◆ PASSAGE ◆
-------
Studio album by Max Richter
- Released: July 19, 2010
- Recorded: October 2009
- Studio: AIR Studios (London, England)
- Genre: Contemporary classical; Post-minimalist; Ambient;
- Length: 40:35
- Label: FatCat

Max Richter chronology
| 24 Postcards in Full Colour (2008) | Infra (2010) | Recomposed by Max Richter: Vivaldi – The Four Seasons (2012) |

Alternative cover
- 2014 reissue cover

= Infra (album) =

Infra is a studio album by neo-classical composer Max Richter, released on July 19, 2010, on FatCat Records. The album was reissued on April 25, 2014, on Deutsche Grammophon.

==Album art==
The album artwork is taken from the backdrop of The Royal Ballet's production Infra at the Royal Opera House in Covent Garden, London on November 11, 2008.

==Critical reception==

Infra received largely positive reviews from contemporary music critics. At Metacritic, which assigns a normalized rating out of 100 to reviews from mainstream critics, the album received an average score of 77, based on 14 reviews, which indicates "generally favorable reviews".

Joe Tangari of Pitchfork Media gave the album a positive review, stating, "Infra works as an enveloping and moving work even absent any knowledge of its beginnings. Others may glean different feelings from it than I do, but that is part of the point. Even if it conjures nothing of the night for you, it is some of Richter's very best work. And if you've ever cared about his music, it will make you feel something."
-------
◆ DATA LISTING ◆
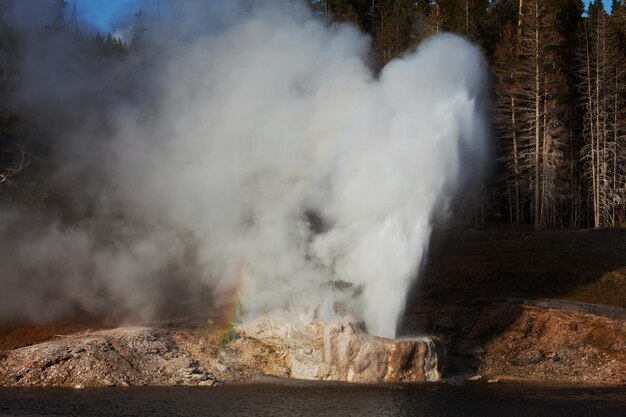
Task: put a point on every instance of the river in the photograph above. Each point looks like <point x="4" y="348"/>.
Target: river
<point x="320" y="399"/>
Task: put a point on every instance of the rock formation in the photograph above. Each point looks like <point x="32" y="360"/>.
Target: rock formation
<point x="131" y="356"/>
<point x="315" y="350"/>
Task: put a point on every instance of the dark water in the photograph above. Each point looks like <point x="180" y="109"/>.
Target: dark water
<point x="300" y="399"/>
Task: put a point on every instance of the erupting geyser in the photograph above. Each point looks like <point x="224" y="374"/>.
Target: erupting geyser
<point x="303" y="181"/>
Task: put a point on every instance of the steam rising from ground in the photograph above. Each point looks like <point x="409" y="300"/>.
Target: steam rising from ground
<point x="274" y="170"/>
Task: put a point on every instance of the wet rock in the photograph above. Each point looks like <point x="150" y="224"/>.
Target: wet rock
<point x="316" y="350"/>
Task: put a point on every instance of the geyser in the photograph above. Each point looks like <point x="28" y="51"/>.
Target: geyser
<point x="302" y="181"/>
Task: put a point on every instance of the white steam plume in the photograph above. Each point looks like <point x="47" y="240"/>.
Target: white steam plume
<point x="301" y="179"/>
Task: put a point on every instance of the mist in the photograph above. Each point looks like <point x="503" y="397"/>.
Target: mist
-------
◆ WHAT TO DO ◆
(a) In the Infra album article, which label reissued the album in 2014?
(b) Condense the paragraph of the Infra album article that begins "Infra received largely positive reviews" into one shorter sentence that keeps its main facts.
(c) In the Infra album article, swap "neo-classical" for "minimalist" in the part starting at "- Genre: Contemporary" and ending at "on Deutsche Grammophon.", and give that part.
The items are separate material from the Infra album article.

◆ RESPONSES BY TASK ◆
(a) Deutsche Grammophon reissued it on April 25, 2014.

(b) Critics largely praised Infra, which earned a Metacritic average of 77 from 14 reviews, indicating "generally favorable reviews."

(c)
- Genre: Contemporary classical; Post-minimalist; Ambient;
- Length: 40:35
- Label: FatCat

Max Richter chronology
| 24 Postcards in Full Colour (2008) | Infra (2010) | Recomposed by Max Richter: Vivaldi – The Four Seasons (2012) |

Alternative cover
- 2014 reissue cover

= Infra (album) =

Infra is a studio album by minimalist composer Max Richter, released on July 19, 2010, on FatCat Records. The album was reissued on April 25, 2014, on Deutsche Grammophon.